> **WHAT IS ASKED**
Convert the lines of the listing, from the line containing "trace: green grass" up to and including the line containing "Trace every instance of the green grass.", into a JSON list of strings with one string per line and no blank lines.

> **ENTRIES SHOWN**
'''

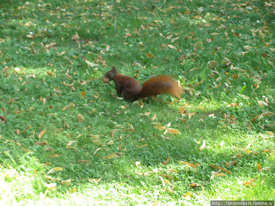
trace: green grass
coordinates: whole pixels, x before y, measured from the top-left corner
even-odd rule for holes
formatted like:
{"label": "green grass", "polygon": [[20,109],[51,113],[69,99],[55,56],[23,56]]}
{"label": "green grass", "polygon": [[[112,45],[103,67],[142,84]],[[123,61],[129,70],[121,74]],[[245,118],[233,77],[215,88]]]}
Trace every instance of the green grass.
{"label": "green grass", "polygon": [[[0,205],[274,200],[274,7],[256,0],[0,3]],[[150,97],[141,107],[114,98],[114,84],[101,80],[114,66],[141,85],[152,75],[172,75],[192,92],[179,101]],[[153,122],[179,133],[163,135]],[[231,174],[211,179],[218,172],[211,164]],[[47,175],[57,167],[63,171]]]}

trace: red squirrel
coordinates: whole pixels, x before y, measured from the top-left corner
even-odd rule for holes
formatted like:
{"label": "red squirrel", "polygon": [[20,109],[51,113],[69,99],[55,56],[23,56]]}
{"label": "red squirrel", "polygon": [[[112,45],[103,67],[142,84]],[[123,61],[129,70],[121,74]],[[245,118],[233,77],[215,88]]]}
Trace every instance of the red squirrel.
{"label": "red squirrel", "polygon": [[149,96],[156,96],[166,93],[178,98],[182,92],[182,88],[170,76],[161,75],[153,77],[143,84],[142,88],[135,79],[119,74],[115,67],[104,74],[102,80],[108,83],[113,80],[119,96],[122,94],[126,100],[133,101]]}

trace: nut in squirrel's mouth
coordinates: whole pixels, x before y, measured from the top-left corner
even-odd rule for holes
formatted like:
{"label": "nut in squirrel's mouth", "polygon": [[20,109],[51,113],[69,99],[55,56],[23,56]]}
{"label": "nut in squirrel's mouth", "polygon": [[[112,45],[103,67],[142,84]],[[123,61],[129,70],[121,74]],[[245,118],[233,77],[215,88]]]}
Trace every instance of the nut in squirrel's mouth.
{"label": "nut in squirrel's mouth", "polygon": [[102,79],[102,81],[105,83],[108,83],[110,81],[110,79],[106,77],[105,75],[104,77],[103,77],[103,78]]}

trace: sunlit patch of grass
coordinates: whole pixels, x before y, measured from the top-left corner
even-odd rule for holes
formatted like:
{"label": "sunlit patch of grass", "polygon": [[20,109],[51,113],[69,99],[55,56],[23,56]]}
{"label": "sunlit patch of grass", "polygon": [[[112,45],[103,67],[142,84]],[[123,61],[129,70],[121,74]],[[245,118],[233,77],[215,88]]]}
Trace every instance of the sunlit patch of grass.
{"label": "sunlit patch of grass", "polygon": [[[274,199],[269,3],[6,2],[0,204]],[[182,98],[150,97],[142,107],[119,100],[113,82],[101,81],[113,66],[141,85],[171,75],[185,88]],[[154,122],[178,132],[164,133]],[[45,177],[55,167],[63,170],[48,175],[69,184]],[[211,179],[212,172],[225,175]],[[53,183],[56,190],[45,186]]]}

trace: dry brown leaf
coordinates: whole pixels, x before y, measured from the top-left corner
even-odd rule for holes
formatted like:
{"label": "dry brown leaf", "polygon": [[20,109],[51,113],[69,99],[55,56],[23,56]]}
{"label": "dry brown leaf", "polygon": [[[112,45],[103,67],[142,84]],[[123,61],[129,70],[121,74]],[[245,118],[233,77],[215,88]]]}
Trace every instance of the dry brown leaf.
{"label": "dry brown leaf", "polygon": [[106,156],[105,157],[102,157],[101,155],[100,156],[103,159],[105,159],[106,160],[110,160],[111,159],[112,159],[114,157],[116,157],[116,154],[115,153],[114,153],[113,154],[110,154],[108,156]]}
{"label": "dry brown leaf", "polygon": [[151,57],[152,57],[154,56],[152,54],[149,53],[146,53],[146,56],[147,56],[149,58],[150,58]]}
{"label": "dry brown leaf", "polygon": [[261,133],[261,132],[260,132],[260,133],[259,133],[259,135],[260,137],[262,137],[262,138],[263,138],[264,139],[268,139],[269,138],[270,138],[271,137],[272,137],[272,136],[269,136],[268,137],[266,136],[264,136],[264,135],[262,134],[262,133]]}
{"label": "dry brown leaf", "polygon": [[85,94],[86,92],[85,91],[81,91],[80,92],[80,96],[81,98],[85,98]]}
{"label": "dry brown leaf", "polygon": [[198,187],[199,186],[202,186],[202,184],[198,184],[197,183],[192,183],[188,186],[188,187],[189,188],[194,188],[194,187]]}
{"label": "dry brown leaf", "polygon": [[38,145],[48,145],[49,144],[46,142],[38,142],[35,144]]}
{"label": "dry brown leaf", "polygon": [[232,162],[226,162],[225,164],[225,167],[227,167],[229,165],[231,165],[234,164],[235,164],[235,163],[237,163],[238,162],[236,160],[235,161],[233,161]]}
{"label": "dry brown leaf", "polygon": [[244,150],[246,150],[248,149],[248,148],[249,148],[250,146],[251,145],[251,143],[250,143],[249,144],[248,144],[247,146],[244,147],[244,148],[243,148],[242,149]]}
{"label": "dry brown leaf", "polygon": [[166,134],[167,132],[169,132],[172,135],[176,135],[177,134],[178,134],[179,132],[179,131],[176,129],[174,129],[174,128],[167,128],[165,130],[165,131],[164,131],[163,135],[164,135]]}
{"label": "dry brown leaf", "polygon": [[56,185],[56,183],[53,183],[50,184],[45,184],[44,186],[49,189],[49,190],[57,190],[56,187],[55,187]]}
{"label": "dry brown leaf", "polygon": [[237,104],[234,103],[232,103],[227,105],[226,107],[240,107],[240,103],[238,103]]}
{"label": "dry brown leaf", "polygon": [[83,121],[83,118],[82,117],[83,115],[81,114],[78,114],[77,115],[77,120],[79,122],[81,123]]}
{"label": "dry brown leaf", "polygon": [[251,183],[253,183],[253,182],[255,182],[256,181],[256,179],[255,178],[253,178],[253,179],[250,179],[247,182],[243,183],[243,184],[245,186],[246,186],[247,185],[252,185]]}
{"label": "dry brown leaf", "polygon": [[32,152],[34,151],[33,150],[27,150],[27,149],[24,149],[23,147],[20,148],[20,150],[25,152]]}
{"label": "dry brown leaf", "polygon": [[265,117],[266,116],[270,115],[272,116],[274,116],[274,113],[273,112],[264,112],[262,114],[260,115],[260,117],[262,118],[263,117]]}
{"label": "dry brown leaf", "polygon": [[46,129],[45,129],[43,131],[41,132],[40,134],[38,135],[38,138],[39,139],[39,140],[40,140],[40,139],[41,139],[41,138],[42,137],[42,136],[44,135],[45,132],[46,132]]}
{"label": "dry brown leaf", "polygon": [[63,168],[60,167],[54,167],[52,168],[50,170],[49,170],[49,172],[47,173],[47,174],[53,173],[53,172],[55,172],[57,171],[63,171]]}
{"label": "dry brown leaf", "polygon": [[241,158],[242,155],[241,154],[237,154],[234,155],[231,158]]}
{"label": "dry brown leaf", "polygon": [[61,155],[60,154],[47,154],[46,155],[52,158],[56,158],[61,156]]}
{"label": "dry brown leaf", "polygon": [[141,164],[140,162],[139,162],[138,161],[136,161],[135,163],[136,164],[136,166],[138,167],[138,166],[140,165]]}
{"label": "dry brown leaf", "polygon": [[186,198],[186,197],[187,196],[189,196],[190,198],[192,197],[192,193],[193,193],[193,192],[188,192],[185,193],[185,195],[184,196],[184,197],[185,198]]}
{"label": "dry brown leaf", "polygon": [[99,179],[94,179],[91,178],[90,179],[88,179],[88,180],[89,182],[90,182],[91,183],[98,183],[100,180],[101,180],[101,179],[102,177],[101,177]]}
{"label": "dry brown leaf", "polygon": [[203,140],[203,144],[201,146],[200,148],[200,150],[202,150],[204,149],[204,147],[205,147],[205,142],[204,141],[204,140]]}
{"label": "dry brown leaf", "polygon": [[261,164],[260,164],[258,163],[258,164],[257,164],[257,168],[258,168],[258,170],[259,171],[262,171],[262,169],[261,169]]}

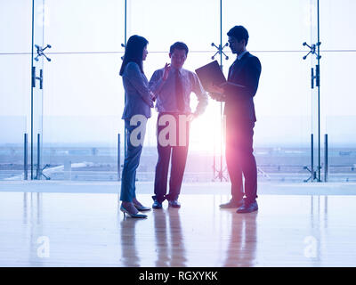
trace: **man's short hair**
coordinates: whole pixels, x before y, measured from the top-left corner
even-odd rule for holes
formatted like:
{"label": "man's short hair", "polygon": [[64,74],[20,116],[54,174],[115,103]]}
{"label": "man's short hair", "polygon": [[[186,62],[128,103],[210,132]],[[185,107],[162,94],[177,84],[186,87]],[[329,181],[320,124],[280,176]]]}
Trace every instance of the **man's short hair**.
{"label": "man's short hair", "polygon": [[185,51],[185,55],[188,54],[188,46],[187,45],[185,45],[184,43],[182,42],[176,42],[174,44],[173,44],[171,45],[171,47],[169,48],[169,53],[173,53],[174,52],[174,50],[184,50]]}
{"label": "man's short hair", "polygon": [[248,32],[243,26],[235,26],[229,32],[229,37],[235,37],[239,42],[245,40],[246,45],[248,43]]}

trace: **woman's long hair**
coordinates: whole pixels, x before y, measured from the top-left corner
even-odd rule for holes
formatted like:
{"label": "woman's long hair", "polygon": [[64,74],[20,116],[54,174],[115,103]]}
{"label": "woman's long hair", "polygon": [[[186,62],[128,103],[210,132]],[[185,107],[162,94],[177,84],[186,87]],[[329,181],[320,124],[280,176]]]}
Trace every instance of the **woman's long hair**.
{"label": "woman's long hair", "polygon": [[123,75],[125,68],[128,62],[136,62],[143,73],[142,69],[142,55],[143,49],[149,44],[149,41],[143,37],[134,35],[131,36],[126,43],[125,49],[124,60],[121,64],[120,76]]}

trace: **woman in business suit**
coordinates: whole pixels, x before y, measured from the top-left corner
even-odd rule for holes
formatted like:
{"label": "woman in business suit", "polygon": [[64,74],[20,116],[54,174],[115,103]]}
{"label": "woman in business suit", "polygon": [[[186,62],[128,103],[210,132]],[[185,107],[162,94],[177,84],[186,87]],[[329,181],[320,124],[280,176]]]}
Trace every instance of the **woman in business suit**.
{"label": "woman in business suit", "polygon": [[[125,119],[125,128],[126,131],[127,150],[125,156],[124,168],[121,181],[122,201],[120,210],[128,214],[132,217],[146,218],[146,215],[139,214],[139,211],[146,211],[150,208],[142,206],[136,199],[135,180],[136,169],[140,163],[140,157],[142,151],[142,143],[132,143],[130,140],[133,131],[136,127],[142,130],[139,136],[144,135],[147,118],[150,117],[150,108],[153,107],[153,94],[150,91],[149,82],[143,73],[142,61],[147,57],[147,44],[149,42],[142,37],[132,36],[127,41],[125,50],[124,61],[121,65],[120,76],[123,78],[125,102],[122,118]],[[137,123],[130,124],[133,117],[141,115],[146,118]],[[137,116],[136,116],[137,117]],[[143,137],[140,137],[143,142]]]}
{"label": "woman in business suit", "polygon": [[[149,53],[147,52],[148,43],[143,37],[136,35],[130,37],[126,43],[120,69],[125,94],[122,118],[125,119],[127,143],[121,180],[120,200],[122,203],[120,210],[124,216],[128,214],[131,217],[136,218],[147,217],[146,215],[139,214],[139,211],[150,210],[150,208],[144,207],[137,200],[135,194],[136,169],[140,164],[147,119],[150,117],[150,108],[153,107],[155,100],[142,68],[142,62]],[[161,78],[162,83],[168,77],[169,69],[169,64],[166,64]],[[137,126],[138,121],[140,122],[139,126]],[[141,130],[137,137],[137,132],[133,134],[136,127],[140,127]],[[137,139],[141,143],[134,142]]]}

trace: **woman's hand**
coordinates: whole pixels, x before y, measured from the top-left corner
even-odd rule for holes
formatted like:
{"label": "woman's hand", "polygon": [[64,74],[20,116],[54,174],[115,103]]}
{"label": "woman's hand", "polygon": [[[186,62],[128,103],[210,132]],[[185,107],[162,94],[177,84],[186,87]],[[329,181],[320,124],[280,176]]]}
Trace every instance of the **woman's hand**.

'''
'''

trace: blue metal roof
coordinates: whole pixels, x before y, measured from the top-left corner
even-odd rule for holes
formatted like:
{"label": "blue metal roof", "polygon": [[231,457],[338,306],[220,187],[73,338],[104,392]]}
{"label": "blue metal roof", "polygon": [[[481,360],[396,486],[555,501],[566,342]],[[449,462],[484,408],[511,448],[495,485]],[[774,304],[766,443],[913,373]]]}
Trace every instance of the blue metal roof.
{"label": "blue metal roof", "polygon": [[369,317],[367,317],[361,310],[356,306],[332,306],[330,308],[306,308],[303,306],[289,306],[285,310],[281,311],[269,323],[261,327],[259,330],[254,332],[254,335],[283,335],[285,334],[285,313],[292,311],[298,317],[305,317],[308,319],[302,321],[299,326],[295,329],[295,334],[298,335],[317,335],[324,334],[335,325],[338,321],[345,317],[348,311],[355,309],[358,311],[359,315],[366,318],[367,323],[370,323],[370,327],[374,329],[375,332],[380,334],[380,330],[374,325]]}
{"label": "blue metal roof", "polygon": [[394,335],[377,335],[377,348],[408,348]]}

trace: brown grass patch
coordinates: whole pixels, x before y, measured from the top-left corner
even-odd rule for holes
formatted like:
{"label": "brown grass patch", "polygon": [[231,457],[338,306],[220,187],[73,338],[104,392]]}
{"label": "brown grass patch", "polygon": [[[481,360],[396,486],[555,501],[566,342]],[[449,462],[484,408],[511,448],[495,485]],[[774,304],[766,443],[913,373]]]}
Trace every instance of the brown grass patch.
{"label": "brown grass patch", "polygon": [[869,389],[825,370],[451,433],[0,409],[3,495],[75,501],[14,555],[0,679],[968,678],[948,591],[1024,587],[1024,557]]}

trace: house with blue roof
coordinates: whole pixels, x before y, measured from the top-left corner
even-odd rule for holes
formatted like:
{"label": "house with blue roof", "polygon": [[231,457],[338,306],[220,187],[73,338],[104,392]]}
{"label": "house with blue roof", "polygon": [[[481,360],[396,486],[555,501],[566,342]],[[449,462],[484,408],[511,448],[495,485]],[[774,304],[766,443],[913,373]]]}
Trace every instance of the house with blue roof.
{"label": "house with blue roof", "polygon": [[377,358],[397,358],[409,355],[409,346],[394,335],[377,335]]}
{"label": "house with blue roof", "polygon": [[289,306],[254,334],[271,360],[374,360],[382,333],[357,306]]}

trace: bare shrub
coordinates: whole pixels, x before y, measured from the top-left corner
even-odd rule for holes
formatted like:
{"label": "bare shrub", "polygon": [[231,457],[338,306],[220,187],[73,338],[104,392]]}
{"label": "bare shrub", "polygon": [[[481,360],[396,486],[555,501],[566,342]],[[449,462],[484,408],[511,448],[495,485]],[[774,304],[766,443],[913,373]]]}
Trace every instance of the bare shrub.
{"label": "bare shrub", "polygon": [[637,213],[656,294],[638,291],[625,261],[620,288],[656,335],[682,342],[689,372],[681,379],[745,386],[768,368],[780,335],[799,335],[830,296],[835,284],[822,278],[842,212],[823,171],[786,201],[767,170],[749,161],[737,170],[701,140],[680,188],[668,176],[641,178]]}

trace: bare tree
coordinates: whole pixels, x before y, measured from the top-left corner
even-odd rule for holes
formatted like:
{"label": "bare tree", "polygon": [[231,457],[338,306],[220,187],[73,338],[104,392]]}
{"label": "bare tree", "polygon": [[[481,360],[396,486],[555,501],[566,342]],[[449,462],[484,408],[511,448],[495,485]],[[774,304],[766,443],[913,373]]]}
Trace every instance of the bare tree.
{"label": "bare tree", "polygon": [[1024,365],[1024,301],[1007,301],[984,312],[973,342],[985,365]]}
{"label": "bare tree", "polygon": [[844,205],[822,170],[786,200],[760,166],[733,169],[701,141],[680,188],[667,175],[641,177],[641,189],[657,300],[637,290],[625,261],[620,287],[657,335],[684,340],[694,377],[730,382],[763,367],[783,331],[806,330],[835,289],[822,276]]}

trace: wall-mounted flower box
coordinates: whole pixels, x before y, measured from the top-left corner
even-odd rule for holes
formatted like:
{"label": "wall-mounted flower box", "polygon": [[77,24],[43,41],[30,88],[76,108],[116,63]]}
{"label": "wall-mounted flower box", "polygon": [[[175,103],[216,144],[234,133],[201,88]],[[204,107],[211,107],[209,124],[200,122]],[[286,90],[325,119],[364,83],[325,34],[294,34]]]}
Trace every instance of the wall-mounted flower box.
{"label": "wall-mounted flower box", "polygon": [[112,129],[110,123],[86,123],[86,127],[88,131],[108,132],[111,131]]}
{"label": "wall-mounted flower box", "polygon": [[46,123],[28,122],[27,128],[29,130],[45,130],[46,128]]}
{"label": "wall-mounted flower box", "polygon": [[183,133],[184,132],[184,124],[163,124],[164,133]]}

'''

> **SOLVED PROBLEM**
[
  "trace: green grass",
  "coordinates: whole pixels, x before y, measured from the top-left corner",
  "even-odd rule for holes",
  "formatted like:",
  "{\"label\": \"green grass\", \"polygon\": [[20,109],[51,113],[69,99],[55,56],[23,56]]}",
  "{\"label\": \"green grass\", \"polygon\": [[[112,45],[103,67],[142,84]],[[123,61],[129,70],[121,74]],[[245,118],[233,77],[215,88]]]}",
  "Trace every instance of the green grass."
]